=== Description of the task ===
Each of the entries should be output exactly, with nothing left out.

=== Exercise data ===
★ ★ ★

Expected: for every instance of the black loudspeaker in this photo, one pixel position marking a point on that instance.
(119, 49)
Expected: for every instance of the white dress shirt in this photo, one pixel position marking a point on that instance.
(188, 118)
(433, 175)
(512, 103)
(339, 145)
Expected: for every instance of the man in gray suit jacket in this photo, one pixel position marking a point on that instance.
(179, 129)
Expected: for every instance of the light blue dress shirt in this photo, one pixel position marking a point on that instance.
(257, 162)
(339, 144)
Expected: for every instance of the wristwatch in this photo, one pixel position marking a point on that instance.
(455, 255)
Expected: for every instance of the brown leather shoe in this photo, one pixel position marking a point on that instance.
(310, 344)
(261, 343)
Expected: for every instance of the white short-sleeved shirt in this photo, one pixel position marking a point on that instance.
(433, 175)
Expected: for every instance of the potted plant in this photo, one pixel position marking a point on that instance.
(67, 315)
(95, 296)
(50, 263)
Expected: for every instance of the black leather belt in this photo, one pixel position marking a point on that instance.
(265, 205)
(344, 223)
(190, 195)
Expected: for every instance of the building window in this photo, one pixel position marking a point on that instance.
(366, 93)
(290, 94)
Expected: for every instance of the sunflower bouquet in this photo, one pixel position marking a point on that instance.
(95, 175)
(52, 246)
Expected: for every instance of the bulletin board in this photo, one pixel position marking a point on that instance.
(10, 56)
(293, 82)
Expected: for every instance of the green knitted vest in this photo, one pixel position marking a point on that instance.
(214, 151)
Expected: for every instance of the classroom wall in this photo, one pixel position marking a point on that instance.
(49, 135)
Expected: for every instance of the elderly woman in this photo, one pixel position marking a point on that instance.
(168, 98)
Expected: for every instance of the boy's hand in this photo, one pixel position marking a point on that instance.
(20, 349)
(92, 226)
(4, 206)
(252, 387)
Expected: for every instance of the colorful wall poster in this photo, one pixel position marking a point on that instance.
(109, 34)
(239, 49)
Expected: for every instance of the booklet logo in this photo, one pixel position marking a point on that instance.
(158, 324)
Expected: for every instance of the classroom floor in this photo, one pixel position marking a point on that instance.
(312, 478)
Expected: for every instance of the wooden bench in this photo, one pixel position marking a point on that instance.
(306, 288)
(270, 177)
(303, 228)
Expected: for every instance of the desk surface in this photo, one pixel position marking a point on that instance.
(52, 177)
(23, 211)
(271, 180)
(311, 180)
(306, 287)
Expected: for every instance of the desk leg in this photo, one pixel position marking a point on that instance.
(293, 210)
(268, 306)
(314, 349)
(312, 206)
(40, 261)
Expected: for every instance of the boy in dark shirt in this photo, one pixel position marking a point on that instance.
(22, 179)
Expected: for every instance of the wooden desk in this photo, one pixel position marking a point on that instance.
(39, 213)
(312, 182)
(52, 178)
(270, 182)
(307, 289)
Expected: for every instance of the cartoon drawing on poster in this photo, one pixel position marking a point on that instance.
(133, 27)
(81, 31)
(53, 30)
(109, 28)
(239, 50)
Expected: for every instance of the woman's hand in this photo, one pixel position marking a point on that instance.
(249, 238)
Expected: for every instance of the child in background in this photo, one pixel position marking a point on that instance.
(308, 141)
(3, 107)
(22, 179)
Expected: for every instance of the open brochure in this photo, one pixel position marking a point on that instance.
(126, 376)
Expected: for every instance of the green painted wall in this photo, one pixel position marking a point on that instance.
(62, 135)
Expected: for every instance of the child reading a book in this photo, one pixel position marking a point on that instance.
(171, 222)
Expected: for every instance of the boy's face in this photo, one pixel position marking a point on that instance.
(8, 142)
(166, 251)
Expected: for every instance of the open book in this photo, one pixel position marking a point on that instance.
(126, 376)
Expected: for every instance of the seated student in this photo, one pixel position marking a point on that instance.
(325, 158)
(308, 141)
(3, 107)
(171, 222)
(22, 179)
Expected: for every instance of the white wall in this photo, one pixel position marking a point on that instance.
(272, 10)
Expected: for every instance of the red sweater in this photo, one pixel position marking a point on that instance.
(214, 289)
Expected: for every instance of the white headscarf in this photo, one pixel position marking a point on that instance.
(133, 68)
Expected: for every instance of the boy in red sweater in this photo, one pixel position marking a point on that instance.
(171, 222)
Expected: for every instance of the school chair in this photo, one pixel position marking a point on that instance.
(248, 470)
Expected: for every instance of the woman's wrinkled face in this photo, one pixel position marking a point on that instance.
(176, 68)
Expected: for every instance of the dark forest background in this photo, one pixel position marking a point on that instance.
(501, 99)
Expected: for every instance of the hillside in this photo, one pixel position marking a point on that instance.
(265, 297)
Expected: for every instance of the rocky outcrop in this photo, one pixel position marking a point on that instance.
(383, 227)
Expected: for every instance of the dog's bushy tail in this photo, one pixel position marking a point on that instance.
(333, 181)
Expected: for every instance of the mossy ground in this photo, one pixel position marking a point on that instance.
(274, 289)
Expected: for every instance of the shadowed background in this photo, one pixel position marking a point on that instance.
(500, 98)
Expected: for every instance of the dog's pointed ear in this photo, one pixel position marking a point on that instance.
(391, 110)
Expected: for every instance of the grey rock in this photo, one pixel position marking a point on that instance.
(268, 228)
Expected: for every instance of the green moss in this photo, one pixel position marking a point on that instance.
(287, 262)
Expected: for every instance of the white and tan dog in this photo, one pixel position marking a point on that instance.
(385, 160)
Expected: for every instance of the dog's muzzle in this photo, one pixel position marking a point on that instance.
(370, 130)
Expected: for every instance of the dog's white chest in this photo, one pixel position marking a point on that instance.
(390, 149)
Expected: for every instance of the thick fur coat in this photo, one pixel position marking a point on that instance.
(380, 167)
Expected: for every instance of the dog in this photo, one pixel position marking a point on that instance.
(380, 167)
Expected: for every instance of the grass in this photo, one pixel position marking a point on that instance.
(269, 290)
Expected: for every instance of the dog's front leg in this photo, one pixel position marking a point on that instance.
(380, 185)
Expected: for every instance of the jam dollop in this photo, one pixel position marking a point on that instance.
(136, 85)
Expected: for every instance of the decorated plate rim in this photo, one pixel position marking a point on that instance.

★ ★ ★

=== Reply to the task ===
Expected: for every instance of the black loudspeaker in this photo, one pixel position marking a point on that instance.
(119, 49)
Expected: for every instance of the white dress shirt in this photo, one pixel position marking a point on that instance.
(188, 118)
(433, 175)
(512, 103)
(339, 145)
Expected: for every instance of the man in gray suit jacket in this photo, one pixel position marking a point on that instance.
(179, 129)
Expected: for every instance of the light blue dress shirt in this photo, one pixel position marking a point on that instance.
(257, 162)
(339, 144)
Expected: for every instance of the wristwatch in this photo, one pixel position marking a point on that instance.
(455, 255)
Expected: for every instance of the brown leather shoe in this photo, one pixel position marking a point on that instance.
(310, 344)
(261, 343)
Expected: for every instance of the white short-sleeved shirt in this photo, one pixel position marking a point on that instance.
(433, 175)
Expected: for every instance of the potted plant in this photo, one pixel position marking a point on that instance.
(67, 315)
(95, 296)
(50, 263)
Expected: for every instance of the black leather belt in this photo, one pixel position marking a point on that instance.
(265, 205)
(344, 223)
(190, 195)
Expected: for every instance of the building window in this photo, one pixel position marking a point on that instance.
(366, 93)
(290, 94)
Expected: for every instance of the sunflower bouquet in this photo, one pixel position marking a point on that instance.
(95, 175)
(52, 246)
Expected: for every instance of the bulletin board in this photo, one pixel position marking a point on that instance.
(10, 56)
(293, 82)
Expected: for every instance of the green knitted vest in this photo, one pixel position marking a point on that instance.
(214, 151)
Expected: for every instance of the classroom wall in this photo, one pixel position marking a point on that instance.
(49, 135)
Expected: for every instance of the elderly woman in this photo, one pixel position marking a point on that instance.
(168, 98)
Expected: for every instance of the boy's hand in this photo, one pixel position marking a point on that instance.
(20, 349)
(92, 226)
(4, 206)
(252, 387)
Expected: for every instance of the colorful wall poster in this photo, one pixel position marking a point on that instance.
(109, 34)
(239, 49)
Expected: for every instance of the booklet logo in this photo, one pixel position marking a point on that instance.
(158, 324)
Expected: for every instance of the classroom floor in this photo, one pixel position marking a point on that instance.
(312, 478)
Expected: for every instance of the wooden bench in this photo, one pixel position marking a point on that instance.
(306, 288)
(270, 177)
(303, 228)
Expected: for every instance of the desk surface in this photo, one pixel position marking a point on that instance.
(52, 177)
(23, 211)
(271, 180)
(311, 180)
(306, 287)
Expected: for every instance of the desk leg in this photo, one pixel position marking a point on that instance.
(293, 210)
(268, 306)
(314, 349)
(312, 206)
(40, 261)
Expected: for every instance of the boy in dark shirt in this photo, one pixel position marking a point on that instance.
(22, 179)
Expected: for every instance of the wooden desk in this photo, one pixel position marking a point on that instance.
(39, 213)
(312, 182)
(52, 178)
(270, 182)
(307, 289)
Expected: for every instance of the cartoon drawing on poster in this photo, one pixel position marking a point on that instance.
(133, 27)
(81, 31)
(53, 30)
(109, 28)
(239, 50)
Expected: for every instance of the woman's hand in this photo, one pixel position marking a point on that instance.
(249, 238)
Expected: for every instance of the child in background in this photo, one pixel position marking a point on that instance.
(308, 141)
(3, 107)
(22, 179)
Expected: for every instance of the open brochure in this photo, one pixel position marking a point on that instance.
(126, 376)
Expected: for every instance of the green painted wall in this photo, one pixel position marking a point on that instance.
(62, 135)
Expected: for every instance of the child reading a book in this photo, one pixel position marking a point on that instance.
(171, 222)
Expected: for every instance of the boy's face in this photo, one pixel position marking a point on that instance.
(8, 142)
(166, 251)
Expected: for every instance of the open book in this photo, one pixel position marking a point on that instance.
(126, 376)
Expected: for every instance of the seated student in this photo, one pixel position marking a point on that instance.
(325, 158)
(308, 141)
(3, 107)
(171, 222)
(22, 179)
Expected: for every instance of the white wall in this photo, one pixel position marking a point on that instance.
(272, 10)
Expected: for every instance of the red sweater in this photo, one pixel position marking a point on that instance.
(214, 289)
Expected: for every instance of the white headscarf in this photo, one pixel position marking a point on that instance.
(133, 68)
Expected: for every instance of the boy in red sweater in this photo, one pixel position marking a point on that instance.
(171, 222)
Expected: for every instance of the school chair in this photo, one pixel position marking a point on that instance.
(248, 470)
Expected: for every instance of the woman's wrinkled face in this photo, one pixel position marking a point on that instance.
(176, 68)
Expected: for every instance of the dark forest background in this photo, one pixel position marking a point on that instance.
(501, 99)
Expected: for every instance of the hillside in this photo, one pixel position marking a point on that instance.
(265, 297)
Expected: for every instance of the rocky outcrop in this photo, one pixel position marking a point on that instance.
(383, 227)
Expected: for every instance of the dog's bushy tail in this photo, one pixel position marking a point on that instance.
(333, 181)
Expected: for every instance of the mossy ground in this photo, one pixel position marking a point on that instance.
(274, 289)
Expected: for every instance of the shadowed background in this photo, one pixel position marking a point on that instance.
(500, 98)
Expected: for every instance of the dog's pointed ear in this photo, one pixel position marking a point on that instance.
(391, 110)
Expected: for every instance of the grey rock in this photo, one pixel position marking a point on that instance.
(268, 228)
Expected: for every instance of the green moss in this photo, one pixel position marking a point on that instance.
(287, 262)
Expected: for every instance of the white and tan dog in this photo, one pixel position marking a point on that instance.
(385, 160)
Expected: for every instance of the dog's muzzle in this photo, one pixel position marking a point on that instance.
(370, 130)
Expected: for every instance of the dog's white chest in this photo, one pixel position marking a point on that instance.
(390, 149)
Expected: for every instance of the thick fur coat in this photo, one pixel position marking a point on that instance.
(380, 167)
Expected: for every instance of the dog in this photo, one pixel position marking a point on that instance.
(380, 167)
Expected: for every instance of the grass in this photo, one pixel position marking a point on that instance.
(269, 290)
Expected: for every instance of the dog's front leg in this photo, one pixel position marking a point on that instance.
(380, 185)
Expected: for every instance of the jam dollop in this photo, one pixel position marking a point on that instance.
(136, 85)
Expected: for every instance of the decorated plate rim in this photo, one pixel position marking a point on that instance.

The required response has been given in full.